▶ **Selected extract**
====

This was not my home design class. It was, however, one of the most entertaining classes I have attended. Because textbooks are not widely used in Ghanaian schools, some class lectures consist almost entirely of professors reading notes line by line, repeating each line a number of times, and students copying verbatim. In general, this would seem to me a monotonous way to gather information and I am fortunate enough to not have any such classes. In this case though, it added to the amusement of the situation.
Again, it took me a while to figure out that I wasn’t in the right class. The professor began talking about the way to furnish a sitting/ dining room. I had not expected anything interior, but thought that maybe I had misinterpreted the course description. This isn’t at all what I had wanted to learn, but some of the things she said were very unintentionally funny to me and I thought I could enjoy this class anyway. (I am going to type out the notes for you in another post because they are wonderful.) She moved on to talk about other rooms in the house and then passed around a sign in sheet and a syllabus. That’s when I realized I was in Interior Design. And I left to go to voice. I must say, I’m a little bummed that I won’t get to find out what type of frills are appropriate in a household washroom.

I Could Trup Rachel Ray's 40 Dollars a Day So Hardcorely in Ghana.

7 February 2010
I woke up with a ginormous breakfast offered at the resort this morning before packing up and heading to Anomabo Beach. We took in lunch and had a lovely and relaxing time there and drove back to campus.

====

▶ **Position annotation records**
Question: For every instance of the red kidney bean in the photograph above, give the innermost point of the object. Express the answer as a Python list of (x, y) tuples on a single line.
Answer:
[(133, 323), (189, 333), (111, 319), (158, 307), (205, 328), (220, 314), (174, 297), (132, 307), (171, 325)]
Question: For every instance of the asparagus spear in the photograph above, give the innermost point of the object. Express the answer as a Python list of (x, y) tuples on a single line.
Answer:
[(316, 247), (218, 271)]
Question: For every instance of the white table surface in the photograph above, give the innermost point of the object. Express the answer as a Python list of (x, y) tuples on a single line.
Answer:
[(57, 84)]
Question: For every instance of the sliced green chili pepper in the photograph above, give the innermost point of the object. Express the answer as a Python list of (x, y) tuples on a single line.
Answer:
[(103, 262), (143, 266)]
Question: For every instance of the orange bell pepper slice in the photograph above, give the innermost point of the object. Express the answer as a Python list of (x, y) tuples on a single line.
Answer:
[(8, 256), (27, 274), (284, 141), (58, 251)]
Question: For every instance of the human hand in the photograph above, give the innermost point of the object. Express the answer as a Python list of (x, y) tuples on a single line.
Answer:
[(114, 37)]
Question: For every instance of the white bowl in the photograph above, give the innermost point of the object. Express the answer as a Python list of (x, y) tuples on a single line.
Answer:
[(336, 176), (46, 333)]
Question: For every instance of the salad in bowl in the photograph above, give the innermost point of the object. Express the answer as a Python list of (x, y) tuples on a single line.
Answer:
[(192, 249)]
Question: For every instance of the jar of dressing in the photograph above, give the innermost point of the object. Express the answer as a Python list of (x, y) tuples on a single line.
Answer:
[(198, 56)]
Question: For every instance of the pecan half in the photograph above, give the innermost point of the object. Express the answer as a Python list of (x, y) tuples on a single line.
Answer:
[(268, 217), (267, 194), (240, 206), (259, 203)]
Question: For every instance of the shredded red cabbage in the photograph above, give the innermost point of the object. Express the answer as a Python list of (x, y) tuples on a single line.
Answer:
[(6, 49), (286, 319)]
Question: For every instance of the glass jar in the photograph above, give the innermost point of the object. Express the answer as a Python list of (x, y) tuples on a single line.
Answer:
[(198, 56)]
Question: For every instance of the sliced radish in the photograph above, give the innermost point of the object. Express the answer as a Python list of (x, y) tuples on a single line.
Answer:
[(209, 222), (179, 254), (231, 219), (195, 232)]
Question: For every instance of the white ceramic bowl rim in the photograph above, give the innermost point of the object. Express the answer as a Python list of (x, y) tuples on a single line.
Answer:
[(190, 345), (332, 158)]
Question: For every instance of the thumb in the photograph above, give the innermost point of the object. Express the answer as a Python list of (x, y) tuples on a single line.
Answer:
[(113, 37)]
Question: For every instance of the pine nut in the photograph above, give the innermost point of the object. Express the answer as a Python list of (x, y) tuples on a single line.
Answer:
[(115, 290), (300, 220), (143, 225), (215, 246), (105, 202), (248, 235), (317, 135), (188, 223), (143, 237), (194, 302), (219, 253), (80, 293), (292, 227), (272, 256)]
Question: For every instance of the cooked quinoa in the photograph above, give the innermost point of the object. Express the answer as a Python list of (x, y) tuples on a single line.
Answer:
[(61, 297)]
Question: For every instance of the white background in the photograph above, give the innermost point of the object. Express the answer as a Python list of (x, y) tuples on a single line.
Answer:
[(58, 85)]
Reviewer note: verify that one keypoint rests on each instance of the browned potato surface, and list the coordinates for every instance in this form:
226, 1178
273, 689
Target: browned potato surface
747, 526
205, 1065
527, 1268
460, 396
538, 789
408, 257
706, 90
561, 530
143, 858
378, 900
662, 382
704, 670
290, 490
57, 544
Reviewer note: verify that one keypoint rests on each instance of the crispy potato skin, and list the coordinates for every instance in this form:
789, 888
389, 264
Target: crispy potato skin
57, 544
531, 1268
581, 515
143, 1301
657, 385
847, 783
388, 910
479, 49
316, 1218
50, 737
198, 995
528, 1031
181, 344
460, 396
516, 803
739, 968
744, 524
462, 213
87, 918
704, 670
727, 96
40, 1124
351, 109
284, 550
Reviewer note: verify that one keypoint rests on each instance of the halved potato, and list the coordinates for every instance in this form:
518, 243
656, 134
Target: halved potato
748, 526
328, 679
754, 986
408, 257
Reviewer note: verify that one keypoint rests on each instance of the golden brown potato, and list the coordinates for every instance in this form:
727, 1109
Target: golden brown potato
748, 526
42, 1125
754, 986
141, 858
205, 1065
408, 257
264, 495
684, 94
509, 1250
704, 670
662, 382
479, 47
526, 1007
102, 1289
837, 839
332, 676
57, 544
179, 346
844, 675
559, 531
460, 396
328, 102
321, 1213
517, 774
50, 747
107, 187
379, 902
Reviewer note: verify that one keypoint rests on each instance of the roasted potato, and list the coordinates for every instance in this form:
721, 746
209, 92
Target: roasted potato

====

▶ **Your tasks**
(1) Decide whether each statement agrees with the Ghana blog excerpt: (a) The writer stayed until the end of the interior design class. (b) Textbooks are not widely used in Ghanaian schools. (c) On 7 February 2010, the group went to Anomabo Beach. Answer yes or no for each and quote the words of the excerpt that settle it.
(2) Carry on the Ghana blog excerpt, starting after its final sentence.
The listing is material kept apart from the Ghana blog excerpt.

▶ **The answers**
(1)
(a) No: "And I left to go to voice."
(b) Yes: "Because textbooks are not widely used in Ghanaian schools"
(c) Yes: "packing up and heading to Anomabo Beach"

(2)
This evening I decided I’d finally try waakye, which is basically beans and rice. I’m not the biggest fan of beans, but this meal costs a mere 50 pesewas, which is about 30 cents, so I figured this would be a great time to start liking them. I got red gravy, which is a tomato-based sauce, and plantains mixed in. It was all right. I think I would not deal well with eating this more than twice a week. It’s just not very exciting.
By the way, I don’t think I had mentioned before that I found some groundnut soup in the market near our hostel a few days ago. I was really excited to have some of this after enjoying it so at Mercy’s house, and again, it was 50 pesewas. But… I got the soup in a plastic bag. Like the type you put produce in at the grocery store. I had planned to eat right there at the market, so I had to work with what I was given. (I found later that I could have gone to ask her for a bowl. Oops.) Anyway, My friend shared his spoon and I ate it straight out of the bag. I had a moderate amount of success before spilling half of it on my skirt. That was uncomfortable. And the soup was only so-so. Oh well. I will continue my quest for super cheap food. I know there’s more out there.
After that, we Americans needed to get our Superbowl fix. We headed to an ex-pat sports bar downtown called Champs. That was a little strange. Going through the doors was like walking into America. A bunch of white, drinking beer and watching football in the air conditioning. Because that's totally my American experience... Anyway... Almost everyone had their heads screwed on straight. In other words, they all were rooting for the Saints. Watching the game was a pretty nifty home-like experience even though I don’t get super into football at home. Sadly, we had lame Ghanaian commercials. We all missed our Clydesdales.

Bit of a Facebook Plug

6 February 2010
After breakfast, we began our morning at the Kakum Forest Reserve. There, we did a canopy walk. At its highest point, we were 160 metres up among the trees. Yes, metres. I was born to speak British. The idea was to see wildlife, but we only saw a couple monkeys briefly. Nevertheless, it was nifty walking that high up in the air on a spiff little bridge. There are pictures of this and the rest of the trip on Facebook, check it out!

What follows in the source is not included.